-- The input start --

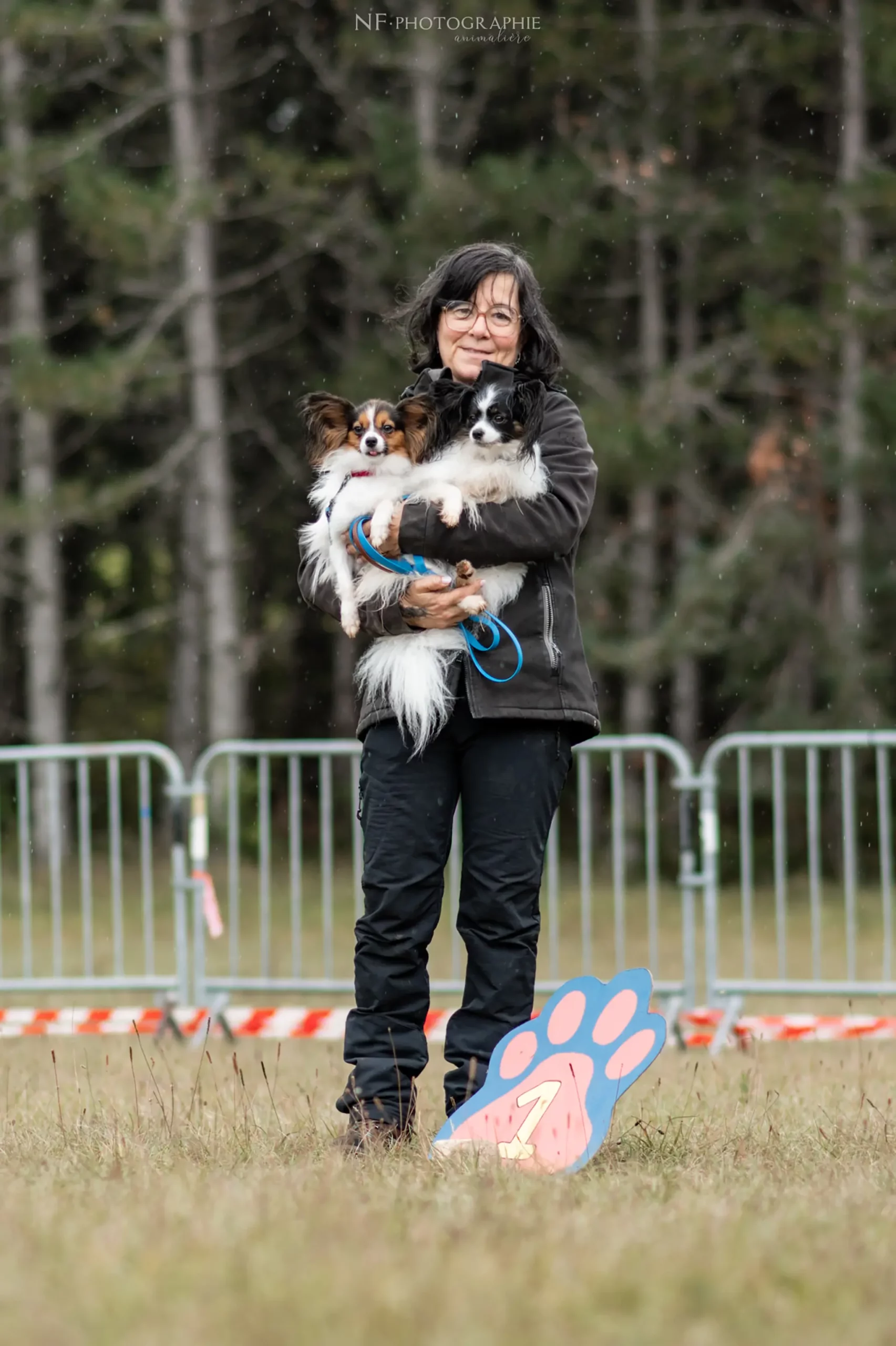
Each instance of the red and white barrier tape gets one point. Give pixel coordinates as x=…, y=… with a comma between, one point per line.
x=697, y=1026
x=243, y=1021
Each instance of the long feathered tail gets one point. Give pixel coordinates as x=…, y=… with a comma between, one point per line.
x=408, y=674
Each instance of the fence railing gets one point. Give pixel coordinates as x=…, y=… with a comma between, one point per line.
x=796, y=862
x=290, y=905
x=828, y=805
x=81, y=919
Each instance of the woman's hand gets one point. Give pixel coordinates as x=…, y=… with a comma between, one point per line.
x=429, y=605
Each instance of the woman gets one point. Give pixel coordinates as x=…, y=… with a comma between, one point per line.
x=506, y=749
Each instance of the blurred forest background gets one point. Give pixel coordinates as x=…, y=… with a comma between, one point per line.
x=208, y=206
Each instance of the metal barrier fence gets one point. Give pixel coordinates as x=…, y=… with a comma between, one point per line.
x=283, y=840
x=833, y=827
x=111, y=939
x=276, y=824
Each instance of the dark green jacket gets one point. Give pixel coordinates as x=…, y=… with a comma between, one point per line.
x=555, y=683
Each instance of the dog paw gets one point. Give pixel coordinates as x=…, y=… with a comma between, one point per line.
x=552, y=1085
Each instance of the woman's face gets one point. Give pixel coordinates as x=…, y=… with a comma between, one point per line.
x=465, y=350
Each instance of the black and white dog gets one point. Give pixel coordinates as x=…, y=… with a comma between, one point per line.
x=489, y=454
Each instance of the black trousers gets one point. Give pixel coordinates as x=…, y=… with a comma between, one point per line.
x=508, y=776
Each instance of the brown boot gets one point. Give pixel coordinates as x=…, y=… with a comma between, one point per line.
x=366, y=1135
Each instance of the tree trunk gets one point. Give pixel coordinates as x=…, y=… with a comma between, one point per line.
x=185, y=719
x=6, y=652
x=426, y=68
x=640, y=695
x=685, y=690
x=44, y=648
x=853, y=251
x=224, y=686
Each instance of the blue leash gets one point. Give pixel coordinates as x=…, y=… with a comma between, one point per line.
x=416, y=566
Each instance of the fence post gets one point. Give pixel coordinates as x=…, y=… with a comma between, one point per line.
x=688, y=879
x=198, y=864
x=709, y=854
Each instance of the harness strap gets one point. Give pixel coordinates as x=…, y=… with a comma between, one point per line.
x=342, y=485
x=416, y=566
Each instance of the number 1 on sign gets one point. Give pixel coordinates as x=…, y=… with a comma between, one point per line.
x=541, y=1096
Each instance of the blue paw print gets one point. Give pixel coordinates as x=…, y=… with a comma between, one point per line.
x=552, y=1085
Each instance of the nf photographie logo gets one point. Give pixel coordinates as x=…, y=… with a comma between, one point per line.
x=462, y=27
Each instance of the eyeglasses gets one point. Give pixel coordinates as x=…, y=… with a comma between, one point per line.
x=460, y=315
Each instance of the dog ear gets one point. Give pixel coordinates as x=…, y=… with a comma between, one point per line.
x=419, y=417
x=327, y=422
x=529, y=411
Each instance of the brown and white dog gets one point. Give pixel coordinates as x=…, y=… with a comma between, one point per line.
x=364, y=457
x=488, y=451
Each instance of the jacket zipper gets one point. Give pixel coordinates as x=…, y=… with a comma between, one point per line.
x=548, y=631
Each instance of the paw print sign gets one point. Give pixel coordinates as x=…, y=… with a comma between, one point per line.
x=552, y=1085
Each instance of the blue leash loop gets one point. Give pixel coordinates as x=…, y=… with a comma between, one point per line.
x=416, y=566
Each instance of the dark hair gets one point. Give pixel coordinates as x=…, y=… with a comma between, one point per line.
x=457, y=277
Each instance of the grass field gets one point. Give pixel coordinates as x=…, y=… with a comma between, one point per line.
x=746, y=1200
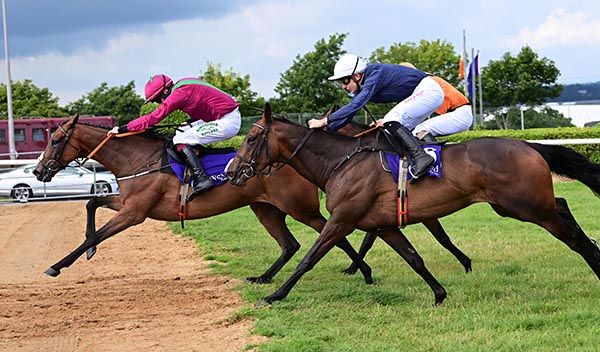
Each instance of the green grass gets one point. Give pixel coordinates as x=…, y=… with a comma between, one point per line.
x=527, y=291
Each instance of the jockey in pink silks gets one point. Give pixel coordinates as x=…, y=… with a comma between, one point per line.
x=215, y=116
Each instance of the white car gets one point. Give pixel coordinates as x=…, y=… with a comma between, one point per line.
x=21, y=184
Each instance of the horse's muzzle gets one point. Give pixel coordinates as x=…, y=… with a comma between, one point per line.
x=42, y=174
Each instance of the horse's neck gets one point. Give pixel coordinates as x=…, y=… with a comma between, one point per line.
x=319, y=156
x=124, y=156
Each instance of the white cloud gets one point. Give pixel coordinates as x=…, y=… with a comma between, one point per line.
x=561, y=28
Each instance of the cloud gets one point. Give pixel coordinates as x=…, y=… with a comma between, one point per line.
x=261, y=41
x=38, y=27
x=561, y=28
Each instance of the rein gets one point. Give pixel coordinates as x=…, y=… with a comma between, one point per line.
x=248, y=166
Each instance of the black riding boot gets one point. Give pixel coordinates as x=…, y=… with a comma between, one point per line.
x=200, y=181
x=422, y=160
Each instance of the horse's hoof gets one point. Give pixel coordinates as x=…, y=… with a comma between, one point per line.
x=52, y=272
x=90, y=253
x=258, y=280
x=261, y=304
x=439, y=299
x=349, y=271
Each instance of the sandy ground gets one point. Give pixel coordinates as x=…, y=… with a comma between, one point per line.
x=145, y=290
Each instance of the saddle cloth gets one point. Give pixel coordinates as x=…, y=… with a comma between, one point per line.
x=213, y=164
x=435, y=170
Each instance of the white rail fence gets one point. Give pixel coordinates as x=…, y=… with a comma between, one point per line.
x=6, y=165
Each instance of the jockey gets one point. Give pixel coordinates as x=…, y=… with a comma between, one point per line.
x=214, y=114
x=454, y=115
x=418, y=93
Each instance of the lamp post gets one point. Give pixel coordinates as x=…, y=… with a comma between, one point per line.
x=11, y=128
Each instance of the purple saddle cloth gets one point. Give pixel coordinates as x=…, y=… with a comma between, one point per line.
x=434, y=170
x=213, y=164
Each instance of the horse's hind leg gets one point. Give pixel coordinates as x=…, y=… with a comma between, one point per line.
x=568, y=231
x=121, y=221
x=273, y=220
x=396, y=240
x=111, y=202
x=365, y=246
x=436, y=229
x=559, y=221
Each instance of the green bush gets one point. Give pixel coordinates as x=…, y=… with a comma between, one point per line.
x=592, y=151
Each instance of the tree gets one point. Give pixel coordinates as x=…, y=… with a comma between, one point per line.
x=29, y=100
x=235, y=85
x=436, y=57
x=122, y=102
x=524, y=79
x=304, y=86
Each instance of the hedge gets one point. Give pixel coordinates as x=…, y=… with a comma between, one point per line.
x=592, y=151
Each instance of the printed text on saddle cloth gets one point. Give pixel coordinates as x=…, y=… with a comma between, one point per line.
x=434, y=170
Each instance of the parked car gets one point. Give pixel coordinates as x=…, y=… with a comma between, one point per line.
x=21, y=184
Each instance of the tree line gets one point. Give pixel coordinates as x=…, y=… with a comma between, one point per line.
x=524, y=79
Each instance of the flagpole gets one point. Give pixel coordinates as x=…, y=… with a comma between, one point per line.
x=480, y=90
x=472, y=73
x=11, y=128
x=465, y=61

-- The input end --

- Exercise aim
Copy all the rows above word for word, omitting the pictures.

- Answer to this problem
Each instance of the red and white barrier tape gets one point. Give pixel coordinates as x=…, y=… with a comma between, one point per line.
x=697, y=1026
x=243, y=1021
Each instance of the long feathered tail gets one point. Give pixel coordinates as x=…, y=… with a comma between, one point per line.
x=408, y=674
Each instance of the fence railing gets one point. Give pixel coordinates as x=…, y=… with a comma between, one point per line.
x=796, y=862
x=290, y=905
x=828, y=805
x=81, y=919
Each instance of the woman's hand gets one point. Give pixel coordinates as x=…, y=… with a comma between, one point per line.
x=429, y=605
Each instance of the woman gets one point. Give pixel coordinates as x=…, y=… with a comma between, one point per line.
x=506, y=749
Each instance of the blurred forest background gets one point. Give pixel coordinates as x=…, y=… with a comma between, one point per line.
x=208, y=206
Each instance of the metal barrier fence gets one point. Give pixel coordinates as x=…, y=… with a comma between, one point per line.
x=283, y=840
x=833, y=827
x=111, y=939
x=276, y=824
Each instance of the dark green jacket gets one point. Give pixel coordinates as x=…, y=… with a comma between, one point per line.
x=555, y=683
Each instance of the dog paw gets one point. Give pixel coordinates as x=…, y=… with a comma between, one point per line.
x=552, y=1085
Each instance of the woman's face gets one point. Give pixel coordinates as x=…, y=… with a comma between, one point per line.
x=465, y=350
Each instance of the black and white dog gets one point. Give pixel coordinates as x=…, y=… with a comma between, one point per line.
x=489, y=454
Each instance of the black trousers gets one point. Give pixel coordinates as x=…, y=… with a comma between, one point per line.
x=508, y=776
Each instance of the brown boot gets one point. Give pixel coordinates as x=…, y=… with a comma between, one point per line.
x=366, y=1135
Each instance of the tree trunk gets one point. Give pixel coordinates as x=…, y=… with a comma between, one point per line.
x=185, y=719
x=6, y=652
x=426, y=68
x=640, y=695
x=685, y=690
x=44, y=648
x=853, y=251
x=224, y=686
Each instance of the blue leash gets one point. Give pixel coordinates as x=…, y=… with a comma between, one point per line.
x=416, y=566
Each instance of the fence post gets one point. Give pixel coordinates as x=…, y=… with a comma between, one point per line.
x=688, y=879
x=198, y=864
x=709, y=854
Each instance of the harness strap gets one point. Give pixel coordinates as x=…, y=… with a comma between, one point per line.
x=342, y=485
x=416, y=566
Each instance of the number 1 on sign gets one point. Give pixel coordinates as x=…, y=… with a comma between, one point per line.
x=541, y=1096
Each instance of the blue paw print gets one point. Give pixel coordinates as x=…, y=… with a comma between, one point per line.
x=552, y=1085
Each instance of the nf photographie logo gets one point. Give pixel coordinates as x=…, y=… with a comma between, one point per line.
x=462, y=27
Each instance of the eyeglasses gets one point. Give pixel coordinates as x=…, y=… with a comma between, one point per line.
x=460, y=315
Each instance of the dog ear gets one point. Give pixel coordinates as x=…, y=… with a comma between, one point per line.
x=419, y=417
x=327, y=422
x=529, y=411
Each instance of the brown and white dog gets one point. Give pixel coordinates as x=…, y=… with a comma between, one point per line.
x=364, y=457
x=488, y=451
Each instance of the jacket zipper gets one point. Give pixel coordinates as x=…, y=… with a comma between, one point per line.
x=548, y=631
Each instance of the paw print sign gets one point. Give pixel coordinates as x=…, y=… with a comma between, one point per line.
x=552, y=1085
Each instance of the blue leash loop gets one point. Give pixel coordinates as x=…, y=… with a comma between, one point per line.
x=416, y=566
Each instance of the dark hair gets one point. Give pixel coordinates as x=…, y=… with a comma between, one point per line.
x=457, y=277
Each instance of the grass field gets one point. Give pixel coordinates as x=…, y=… with a comma between, one point per line.
x=746, y=1200
Each instance of the green grass gets one point. Give pixel coordinates as x=…, y=… with a comma between, one point per line.
x=527, y=291
Each instance of the jockey in pink silks gets one point. Give pixel coordinates as x=…, y=… with a comma between, one point per line.
x=215, y=116
Each instance of the white car gets one point. Give pixel coordinates as x=…, y=… with a comma between, one point per line.
x=21, y=184
Each instance of the horse's muzzle gets one point. Give pixel coordinates as x=…, y=… with a comma between, one point per line.
x=42, y=174
Each instance of the horse's neck gets one point. Give pixel coordinates as x=…, y=… with a comma between, one point per line.
x=319, y=156
x=124, y=156
Each instance of the white cloud gets one point. Give pixel coordinates as x=…, y=… with a comma between, one point per line.
x=561, y=28
Each instance of the cloud gets one point. Give pixel coordinates as x=…, y=… with a comma between, one point per line.
x=261, y=41
x=38, y=27
x=561, y=28
Each instance of the rein gets one point. Give pixel coordinates as x=…, y=… with a comma between, one point per line.
x=248, y=166
Each instance of the black riding boot gets one point. Give pixel coordinates as x=…, y=… with a comma between, one point per line.
x=200, y=181
x=422, y=160
Each instance of the horse's hoof gets one point. Give pixel coordinates as x=…, y=… with a comma between, one point per line.
x=52, y=272
x=90, y=253
x=258, y=280
x=261, y=304
x=439, y=299
x=349, y=271
Each instance of the sandy ground gets one point. Give pixel coordinates as x=…, y=… with a comma between, one point per line.
x=145, y=290
Each instance of the saddle cloth gets one point. Give pixel coordinates as x=…, y=… with a comma between, one point per line.
x=213, y=164
x=435, y=170
Each instance of the white rail fence gets one point. Give pixel coordinates as x=…, y=… with a comma between, one point per line.
x=6, y=165
Each instance of the jockey gets one point. Give pixel coordinates as x=…, y=… with a comma between, one point per line.
x=214, y=114
x=454, y=115
x=418, y=93
Each instance of the lamp post gets one point. Give pixel coordinates as x=…, y=… with a comma between, one point per line.
x=11, y=128
Each instance of the purple saddle cloth gets one point. Give pixel coordinates as x=…, y=… with a comma between, one point per line.
x=434, y=170
x=213, y=164
Each instance of the horse's hind leg gets one point. Give pixel coordinates as x=…, y=… with a comma between, one point per line.
x=568, y=231
x=121, y=221
x=273, y=220
x=396, y=240
x=111, y=202
x=365, y=246
x=436, y=229
x=559, y=221
Each instance of the green bush gets one point. Give pixel coordinates as x=…, y=… with a comma between, one point per line.
x=592, y=151
Each instance of the tree gets one point. Give pixel coordinates as x=…, y=… with a comma between, one point per line.
x=29, y=100
x=235, y=85
x=436, y=57
x=122, y=102
x=524, y=79
x=304, y=86
Each instance of the hedge gets one point. Give pixel coordinates as x=…, y=… with a comma between, one point per line.
x=592, y=151
Each instance of the printed text on saddle cloth gets one point. Give pixel coordinates as x=…, y=… with a comma between, one point per line.
x=434, y=170
Each instance of the parked car gets one point. Give pixel coordinates as x=…, y=… with a comma between, one point per line.
x=21, y=184
Each instance of the tree line gets one point. Give pixel coordinates as x=…, y=… with a comma between, one point per line.
x=524, y=79
Each instance of the flagpole gets one point. Give pixel coordinates as x=…, y=… with a comma between, one point per line.
x=480, y=90
x=472, y=73
x=11, y=128
x=465, y=61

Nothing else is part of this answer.